### WHAT YOU NEED TO DO
Your task is to set down the line containing "of the white wall" and every later line of the entries, word for word, including the last.

### Photo-based referring expression data
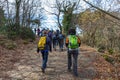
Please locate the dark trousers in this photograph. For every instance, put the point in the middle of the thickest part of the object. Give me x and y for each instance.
(61, 43)
(44, 58)
(73, 54)
(54, 43)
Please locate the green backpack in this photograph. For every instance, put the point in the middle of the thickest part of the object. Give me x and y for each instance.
(73, 42)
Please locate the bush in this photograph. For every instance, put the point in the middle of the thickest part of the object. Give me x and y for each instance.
(101, 49)
(12, 31)
(108, 58)
(11, 46)
(27, 33)
(111, 51)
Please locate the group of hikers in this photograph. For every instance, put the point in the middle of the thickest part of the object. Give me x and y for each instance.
(50, 39)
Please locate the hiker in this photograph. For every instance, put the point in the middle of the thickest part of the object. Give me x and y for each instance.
(72, 43)
(44, 50)
(38, 31)
(54, 39)
(61, 41)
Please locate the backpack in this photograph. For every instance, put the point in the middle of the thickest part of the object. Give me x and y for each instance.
(73, 42)
(60, 36)
(54, 36)
(42, 43)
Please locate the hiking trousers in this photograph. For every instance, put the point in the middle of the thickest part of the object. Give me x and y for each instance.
(44, 58)
(73, 54)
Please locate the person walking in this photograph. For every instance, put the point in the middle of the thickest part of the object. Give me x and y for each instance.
(61, 41)
(44, 46)
(72, 43)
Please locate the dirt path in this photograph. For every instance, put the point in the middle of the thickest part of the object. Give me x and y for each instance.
(91, 66)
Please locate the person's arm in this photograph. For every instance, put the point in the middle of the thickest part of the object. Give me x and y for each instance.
(67, 41)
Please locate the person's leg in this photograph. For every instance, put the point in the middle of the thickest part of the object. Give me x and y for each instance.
(45, 59)
(75, 57)
(69, 61)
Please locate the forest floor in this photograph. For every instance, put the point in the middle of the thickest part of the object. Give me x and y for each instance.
(24, 63)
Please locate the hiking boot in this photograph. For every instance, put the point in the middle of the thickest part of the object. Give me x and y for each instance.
(43, 70)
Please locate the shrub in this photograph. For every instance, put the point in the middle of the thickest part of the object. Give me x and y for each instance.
(101, 49)
(10, 46)
(12, 31)
(108, 58)
(111, 51)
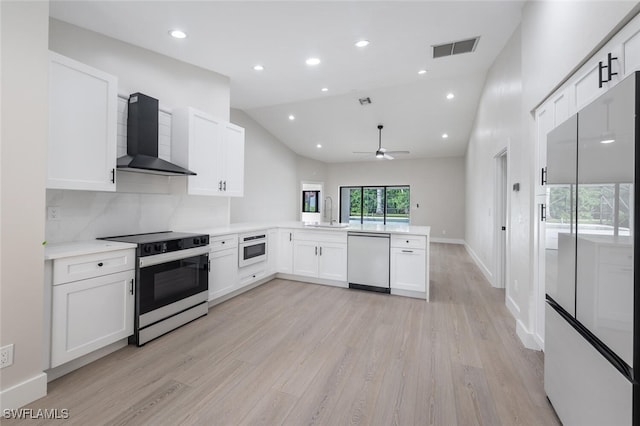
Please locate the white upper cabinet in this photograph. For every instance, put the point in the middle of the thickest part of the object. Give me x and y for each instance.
(232, 161)
(211, 148)
(196, 140)
(82, 126)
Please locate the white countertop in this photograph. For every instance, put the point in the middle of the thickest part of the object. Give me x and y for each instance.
(78, 248)
(239, 228)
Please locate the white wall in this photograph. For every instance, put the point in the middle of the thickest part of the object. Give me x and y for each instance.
(24, 115)
(86, 214)
(437, 186)
(173, 83)
(270, 176)
(554, 38)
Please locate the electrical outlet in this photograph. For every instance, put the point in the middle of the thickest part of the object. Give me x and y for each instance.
(53, 213)
(6, 356)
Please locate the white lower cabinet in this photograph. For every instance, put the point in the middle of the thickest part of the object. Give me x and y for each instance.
(223, 275)
(285, 251)
(408, 263)
(320, 255)
(252, 273)
(90, 314)
(408, 269)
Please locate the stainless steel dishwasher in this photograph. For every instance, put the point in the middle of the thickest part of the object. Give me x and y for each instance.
(368, 261)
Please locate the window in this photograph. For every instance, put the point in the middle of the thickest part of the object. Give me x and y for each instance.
(374, 204)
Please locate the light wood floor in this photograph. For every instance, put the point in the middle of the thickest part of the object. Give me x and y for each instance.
(294, 353)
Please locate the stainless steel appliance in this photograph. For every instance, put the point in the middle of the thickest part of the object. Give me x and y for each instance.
(252, 248)
(593, 309)
(172, 281)
(368, 261)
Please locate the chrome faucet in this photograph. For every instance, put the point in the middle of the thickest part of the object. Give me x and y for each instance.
(329, 208)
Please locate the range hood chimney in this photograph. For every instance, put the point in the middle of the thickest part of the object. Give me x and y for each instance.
(142, 140)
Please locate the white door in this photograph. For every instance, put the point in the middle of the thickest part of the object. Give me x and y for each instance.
(223, 277)
(285, 251)
(82, 126)
(408, 269)
(233, 182)
(90, 314)
(305, 258)
(204, 148)
(332, 261)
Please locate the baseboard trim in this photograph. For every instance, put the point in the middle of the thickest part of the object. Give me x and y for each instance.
(513, 307)
(23, 393)
(526, 337)
(447, 240)
(483, 268)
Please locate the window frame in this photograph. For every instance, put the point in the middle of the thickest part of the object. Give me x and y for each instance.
(362, 188)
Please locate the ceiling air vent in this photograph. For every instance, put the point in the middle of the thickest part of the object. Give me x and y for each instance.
(462, 46)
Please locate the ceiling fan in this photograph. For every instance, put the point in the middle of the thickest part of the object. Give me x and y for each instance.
(382, 152)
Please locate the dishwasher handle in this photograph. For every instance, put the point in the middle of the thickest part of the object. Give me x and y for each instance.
(368, 234)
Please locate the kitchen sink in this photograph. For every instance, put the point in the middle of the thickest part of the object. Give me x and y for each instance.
(327, 225)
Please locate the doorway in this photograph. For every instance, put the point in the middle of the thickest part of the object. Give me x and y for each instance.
(500, 220)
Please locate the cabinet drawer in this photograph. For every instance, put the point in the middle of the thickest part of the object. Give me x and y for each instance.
(223, 242)
(329, 236)
(92, 265)
(409, 241)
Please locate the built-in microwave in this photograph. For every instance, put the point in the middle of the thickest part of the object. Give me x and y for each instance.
(252, 248)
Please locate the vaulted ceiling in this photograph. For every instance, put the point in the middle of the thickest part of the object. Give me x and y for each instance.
(232, 37)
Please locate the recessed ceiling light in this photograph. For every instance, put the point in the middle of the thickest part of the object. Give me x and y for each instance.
(177, 34)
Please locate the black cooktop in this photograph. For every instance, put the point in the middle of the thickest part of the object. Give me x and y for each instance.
(153, 237)
(162, 242)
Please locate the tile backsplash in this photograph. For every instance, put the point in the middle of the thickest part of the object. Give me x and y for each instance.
(86, 215)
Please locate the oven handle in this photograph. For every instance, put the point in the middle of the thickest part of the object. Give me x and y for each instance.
(157, 259)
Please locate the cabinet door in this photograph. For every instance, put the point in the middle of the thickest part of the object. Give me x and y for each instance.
(90, 314)
(196, 144)
(82, 126)
(305, 258)
(272, 251)
(332, 261)
(223, 277)
(408, 268)
(285, 251)
(233, 179)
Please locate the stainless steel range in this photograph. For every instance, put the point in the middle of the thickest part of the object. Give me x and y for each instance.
(172, 282)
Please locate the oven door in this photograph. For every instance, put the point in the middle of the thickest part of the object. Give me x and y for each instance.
(252, 252)
(170, 277)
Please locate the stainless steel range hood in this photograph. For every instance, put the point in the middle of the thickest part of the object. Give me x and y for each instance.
(142, 140)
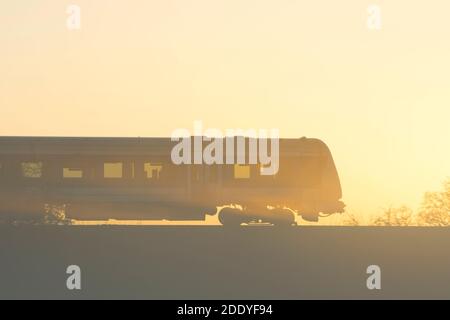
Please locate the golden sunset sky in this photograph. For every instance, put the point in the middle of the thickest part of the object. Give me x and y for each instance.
(379, 99)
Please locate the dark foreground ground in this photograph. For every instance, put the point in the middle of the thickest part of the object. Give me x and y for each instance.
(155, 262)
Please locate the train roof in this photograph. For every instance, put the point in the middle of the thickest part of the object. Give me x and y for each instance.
(124, 146)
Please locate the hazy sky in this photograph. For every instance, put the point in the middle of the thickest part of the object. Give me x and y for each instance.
(379, 99)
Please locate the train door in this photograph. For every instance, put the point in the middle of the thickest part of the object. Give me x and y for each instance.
(203, 185)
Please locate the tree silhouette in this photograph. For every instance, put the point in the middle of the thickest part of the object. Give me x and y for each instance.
(402, 216)
(435, 210)
(350, 219)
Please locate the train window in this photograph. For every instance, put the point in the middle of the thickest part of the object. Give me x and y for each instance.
(32, 169)
(241, 171)
(152, 170)
(72, 173)
(113, 170)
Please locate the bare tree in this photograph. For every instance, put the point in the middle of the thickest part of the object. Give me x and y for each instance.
(402, 216)
(435, 209)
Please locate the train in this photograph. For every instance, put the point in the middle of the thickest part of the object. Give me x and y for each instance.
(97, 178)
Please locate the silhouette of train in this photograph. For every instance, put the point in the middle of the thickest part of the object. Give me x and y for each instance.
(135, 179)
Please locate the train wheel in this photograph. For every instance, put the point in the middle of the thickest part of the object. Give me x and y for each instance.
(230, 217)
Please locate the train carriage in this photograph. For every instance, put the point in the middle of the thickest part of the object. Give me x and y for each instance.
(135, 179)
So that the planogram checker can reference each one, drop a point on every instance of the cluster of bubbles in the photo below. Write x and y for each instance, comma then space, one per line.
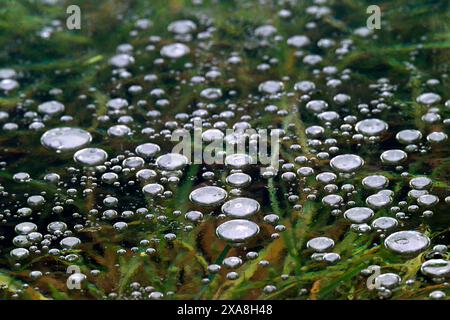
330, 159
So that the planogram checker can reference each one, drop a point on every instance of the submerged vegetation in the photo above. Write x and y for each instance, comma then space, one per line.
89, 183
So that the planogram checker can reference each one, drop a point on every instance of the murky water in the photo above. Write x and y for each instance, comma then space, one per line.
97, 200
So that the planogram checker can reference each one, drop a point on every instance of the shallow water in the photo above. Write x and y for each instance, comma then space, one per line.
89, 180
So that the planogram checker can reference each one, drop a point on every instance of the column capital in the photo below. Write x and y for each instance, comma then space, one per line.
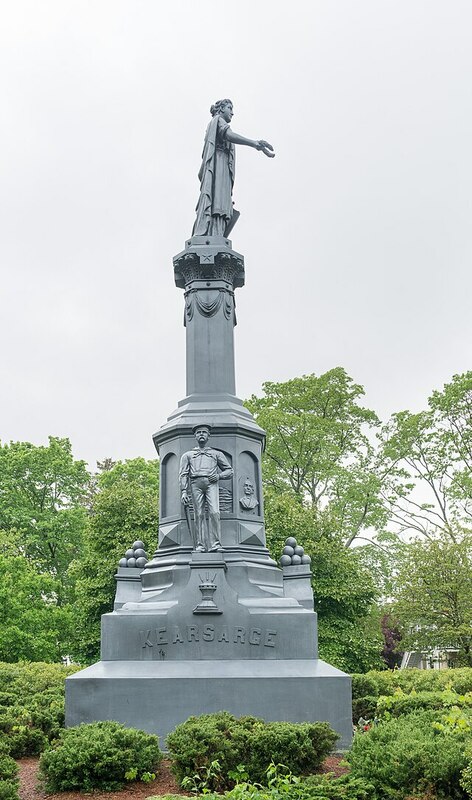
209, 259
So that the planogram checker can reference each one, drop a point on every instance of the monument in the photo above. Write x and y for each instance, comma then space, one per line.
211, 621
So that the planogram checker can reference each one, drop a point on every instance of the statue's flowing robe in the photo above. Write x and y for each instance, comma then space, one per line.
216, 179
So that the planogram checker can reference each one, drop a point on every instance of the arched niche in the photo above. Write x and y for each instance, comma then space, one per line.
170, 491
248, 484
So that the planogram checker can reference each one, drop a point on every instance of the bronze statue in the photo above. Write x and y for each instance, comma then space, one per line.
200, 472
216, 215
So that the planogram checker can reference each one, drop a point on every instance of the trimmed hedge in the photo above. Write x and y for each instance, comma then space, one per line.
99, 755
8, 774
230, 741
31, 705
421, 680
412, 754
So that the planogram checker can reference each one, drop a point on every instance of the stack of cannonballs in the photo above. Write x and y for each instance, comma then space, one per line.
293, 554
136, 556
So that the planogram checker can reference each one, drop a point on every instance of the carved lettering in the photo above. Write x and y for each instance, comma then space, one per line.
145, 639
208, 633
269, 638
161, 636
192, 633
255, 636
239, 635
177, 637
223, 637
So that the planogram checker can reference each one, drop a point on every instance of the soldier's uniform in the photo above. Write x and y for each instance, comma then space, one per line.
200, 471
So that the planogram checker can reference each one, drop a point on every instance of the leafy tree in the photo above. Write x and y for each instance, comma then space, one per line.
318, 449
41, 503
434, 596
124, 509
429, 459
33, 627
344, 591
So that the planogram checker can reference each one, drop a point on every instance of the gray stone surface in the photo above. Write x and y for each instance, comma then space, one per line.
215, 211
199, 631
157, 696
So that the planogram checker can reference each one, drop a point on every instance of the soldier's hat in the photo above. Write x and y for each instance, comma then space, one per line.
202, 425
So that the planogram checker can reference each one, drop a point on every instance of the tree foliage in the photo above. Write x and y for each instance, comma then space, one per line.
434, 596
318, 449
33, 626
344, 591
42, 492
124, 509
428, 457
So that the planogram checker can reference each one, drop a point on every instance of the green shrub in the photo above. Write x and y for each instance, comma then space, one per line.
466, 777
32, 705
322, 787
410, 754
8, 773
420, 680
222, 739
364, 707
364, 686
399, 703
301, 746
98, 756
280, 785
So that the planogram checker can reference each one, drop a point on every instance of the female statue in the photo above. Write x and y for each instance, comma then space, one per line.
215, 213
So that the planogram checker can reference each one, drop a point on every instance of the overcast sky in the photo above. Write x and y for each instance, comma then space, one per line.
357, 237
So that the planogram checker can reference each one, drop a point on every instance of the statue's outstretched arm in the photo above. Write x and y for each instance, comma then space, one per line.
258, 144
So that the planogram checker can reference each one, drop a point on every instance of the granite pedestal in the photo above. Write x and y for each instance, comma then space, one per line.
226, 630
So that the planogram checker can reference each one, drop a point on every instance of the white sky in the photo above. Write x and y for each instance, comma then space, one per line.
357, 237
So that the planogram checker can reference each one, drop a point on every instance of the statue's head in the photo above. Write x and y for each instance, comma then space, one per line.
202, 433
224, 108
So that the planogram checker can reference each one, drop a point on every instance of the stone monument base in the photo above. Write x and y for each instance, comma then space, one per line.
156, 696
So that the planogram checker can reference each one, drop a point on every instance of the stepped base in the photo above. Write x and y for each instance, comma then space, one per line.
156, 696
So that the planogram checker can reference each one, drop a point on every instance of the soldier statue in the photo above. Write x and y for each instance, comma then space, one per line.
200, 472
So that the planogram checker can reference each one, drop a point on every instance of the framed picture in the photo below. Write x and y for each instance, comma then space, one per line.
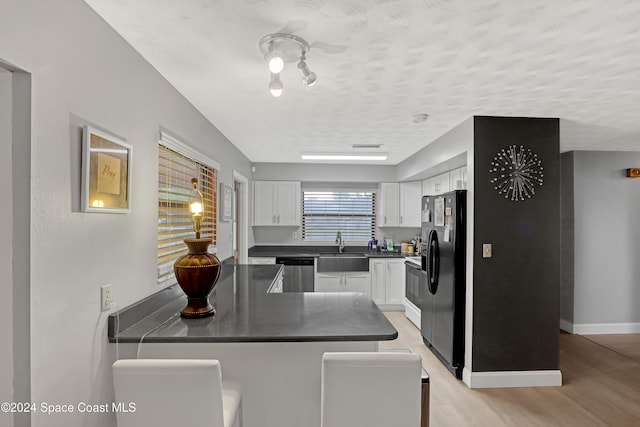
106, 172
226, 202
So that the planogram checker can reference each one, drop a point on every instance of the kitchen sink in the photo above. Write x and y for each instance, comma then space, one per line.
345, 261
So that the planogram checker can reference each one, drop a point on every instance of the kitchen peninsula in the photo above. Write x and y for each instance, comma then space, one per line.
271, 342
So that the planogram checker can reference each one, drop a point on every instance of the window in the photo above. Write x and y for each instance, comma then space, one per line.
324, 213
175, 171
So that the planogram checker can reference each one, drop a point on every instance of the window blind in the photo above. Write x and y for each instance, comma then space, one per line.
324, 213
174, 221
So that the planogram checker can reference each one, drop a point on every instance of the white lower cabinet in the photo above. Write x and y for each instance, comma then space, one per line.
388, 282
355, 281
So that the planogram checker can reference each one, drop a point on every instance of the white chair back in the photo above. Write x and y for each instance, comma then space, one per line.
174, 392
371, 390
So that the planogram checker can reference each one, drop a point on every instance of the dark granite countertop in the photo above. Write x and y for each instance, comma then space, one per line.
315, 251
245, 312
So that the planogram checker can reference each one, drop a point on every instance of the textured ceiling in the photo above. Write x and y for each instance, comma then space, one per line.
379, 62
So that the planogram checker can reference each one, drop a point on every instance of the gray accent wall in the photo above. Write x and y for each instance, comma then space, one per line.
516, 291
568, 242
607, 238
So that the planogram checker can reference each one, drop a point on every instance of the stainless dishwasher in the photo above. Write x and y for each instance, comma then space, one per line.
298, 273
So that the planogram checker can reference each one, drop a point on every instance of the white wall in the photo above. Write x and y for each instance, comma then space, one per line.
607, 240
84, 73
6, 246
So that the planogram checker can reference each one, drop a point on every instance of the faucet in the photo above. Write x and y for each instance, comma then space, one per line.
340, 242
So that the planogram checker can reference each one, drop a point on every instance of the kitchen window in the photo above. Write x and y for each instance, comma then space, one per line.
324, 213
177, 165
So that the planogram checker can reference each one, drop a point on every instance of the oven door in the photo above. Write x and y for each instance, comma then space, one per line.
414, 279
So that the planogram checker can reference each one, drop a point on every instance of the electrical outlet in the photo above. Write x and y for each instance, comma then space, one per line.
106, 297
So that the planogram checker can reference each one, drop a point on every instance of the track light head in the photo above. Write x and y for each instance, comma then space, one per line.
275, 85
308, 77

### ANSWER FOR THIS EXERCISE
So that the planogram checker can reference each one, drop a point on every instance of the white wall in the photo above. Write x and y for each instance, comma then space, one per line.
607, 240
84, 73
6, 246
So that the planogram checker can reference each one, drop a point on every instance of the faucet in the photo above. Write x and y for each instance, comma then space, one per line.
340, 242
So that the planogram checker can reference each one, drop a point on every instance of the kitchen window in the photo above. Write x and y for each instance, comma then space, one per line.
324, 213
177, 165
So that the planogram checker can reference each one, drop a point on every instance of the oven door in the photo above. Write x and y for each instance, comma then space, one per line.
414, 279
So that the planogram checker can reference each one, drop a point on every instance of the electrical outlet in the photo above. Write x and y for each instance, comma then space, one per line.
106, 297
So that the planogram checker can reference each one, drop a point on every instance of the track light head in the photo above. Write x and y for each instance, comma then space, one per line.
275, 85
308, 77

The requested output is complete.